THE PROBLEM — Transcribe every line of the records verbatim.
AVAILABLE RECORDS START
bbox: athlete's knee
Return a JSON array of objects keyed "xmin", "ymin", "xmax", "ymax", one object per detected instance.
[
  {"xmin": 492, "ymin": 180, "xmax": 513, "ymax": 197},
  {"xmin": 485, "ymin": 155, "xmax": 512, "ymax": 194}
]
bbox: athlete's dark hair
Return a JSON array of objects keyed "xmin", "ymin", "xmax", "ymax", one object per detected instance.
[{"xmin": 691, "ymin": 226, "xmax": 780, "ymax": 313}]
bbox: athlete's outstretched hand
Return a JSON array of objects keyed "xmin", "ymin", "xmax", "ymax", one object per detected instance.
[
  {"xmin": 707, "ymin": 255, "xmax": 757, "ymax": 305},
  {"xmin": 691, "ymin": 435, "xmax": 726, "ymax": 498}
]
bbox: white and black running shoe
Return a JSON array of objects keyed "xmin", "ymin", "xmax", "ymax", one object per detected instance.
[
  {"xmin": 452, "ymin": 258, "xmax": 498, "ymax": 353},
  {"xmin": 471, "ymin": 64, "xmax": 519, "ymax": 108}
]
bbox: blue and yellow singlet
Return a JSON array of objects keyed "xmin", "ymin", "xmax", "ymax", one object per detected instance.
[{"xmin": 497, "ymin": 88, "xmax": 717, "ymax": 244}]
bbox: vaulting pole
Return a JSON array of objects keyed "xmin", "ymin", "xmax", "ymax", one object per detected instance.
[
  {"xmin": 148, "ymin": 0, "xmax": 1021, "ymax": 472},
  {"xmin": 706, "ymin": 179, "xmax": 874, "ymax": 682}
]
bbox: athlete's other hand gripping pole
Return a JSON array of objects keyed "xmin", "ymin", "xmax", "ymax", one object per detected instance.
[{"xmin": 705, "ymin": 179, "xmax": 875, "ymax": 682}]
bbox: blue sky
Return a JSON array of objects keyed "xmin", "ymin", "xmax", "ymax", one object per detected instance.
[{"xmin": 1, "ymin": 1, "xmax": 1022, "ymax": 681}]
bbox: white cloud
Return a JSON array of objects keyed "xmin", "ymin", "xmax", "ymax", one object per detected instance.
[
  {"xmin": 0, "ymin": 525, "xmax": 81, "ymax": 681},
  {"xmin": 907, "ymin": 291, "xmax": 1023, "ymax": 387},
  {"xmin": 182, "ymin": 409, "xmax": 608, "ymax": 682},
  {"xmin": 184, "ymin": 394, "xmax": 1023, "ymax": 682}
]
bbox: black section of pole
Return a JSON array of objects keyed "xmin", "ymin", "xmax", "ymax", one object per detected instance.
AVAILABLE RECORDS END
RESULT FOR THIS TASK —
bbox: athlete's knee
Return a JSON array of objects keyed "xmin", "ymin", "xmax", "ymax", one object per detected instance.
[
  {"xmin": 492, "ymin": 180, "xmax": 513, "ymax": 197},
  {"xmin": 485, "ymin": 155, "xmax": 512, "ymax": 194}
]
bbox: athlete's dark hair
Return a JSON array of objects keyed "xmin", "ymin", "xmax", "ymax", one object per detected instance.
[{"xmin": 691, "ymin": 226, "xmax": 780, "ymax": 313}]
bbox: athlete's outstretched hand
Return a JSON array of objects keyed "xmin", "ymin", "xmax", "ymax", one object per detected instance.
[
  {"xmin": 707, "ymin": 255, "xmax": 757, "ymax": 305},
  {"xmin": 691, "ymin": 435, "xmax": 726, "ymax": 498}
]
bbox: white and black running shoe
Return a JSON array of objects keyed "xmin", "ymin", "xmax", "ymax", one object per detected instance.
[
  {"xmin": 452, "ymin": 258, "xmax": 498, "ymax": 353},
  {"xmin": 471, "ymin": 64, "xmax": 519, "ymax": 108}
]
bbox: blue and yellow singlet
Return a JSON array of objects keyed "xmin", "ymin", "xmax", "ymax", one object per detected instance.
[{"xmin": 497, "ymin": 88, "xmax": 717, "ymax": 244}]
bbox: vaulting pole
Return a JSON array of objects keyed "xmin", "ymin", "xmax", "ymax", one object per detected instance.
[
  {"xmin": 148, "ymin": 0, "xmax": 1021, "ymax": 472},
  {"xmin": 706, "ymin": 179, "xmax": 874, "ymax": 682}
]
bbox: athlete's other hand gripping pole
Return a JSON array of objects keyed "xmin", "ymin", "xmax", "ymax", one object per detected instance.
[{"xmin": 705, "ymin": 179, "xmax": 875, "ymax": 682}]
bbox: blue sky
Return a JSON array of objects keyed "xmin", "ymin", "xmax", "ymax", one object per detected instance.
[{"xmin": 1, "ymin": 1, "xmax": 1022, "ymax": 681}]
bbox: white cloud
Return a JSON array of objects keyed "xmin", "ymin", "xmax", "ymax", one object per detected instance.
[
  {"xmin": 0, "ymin": 525, "xmax": 81, "ymax": 681},
  {"xmin": 907, "ymin": 291, "xmax": 1023, "ymax": 387},
  {"xmin": 182, "ymin": 409, "xmax": 608, "ymax": 682},
  {"xmin": 184, "ymin": 394, "xmax": 1023, "ymax": 682}
]
bbox: black section of pole
Return a JSON array of objects keyed "xmin", "ymin", "xmax", "ymax", one object per detected instance.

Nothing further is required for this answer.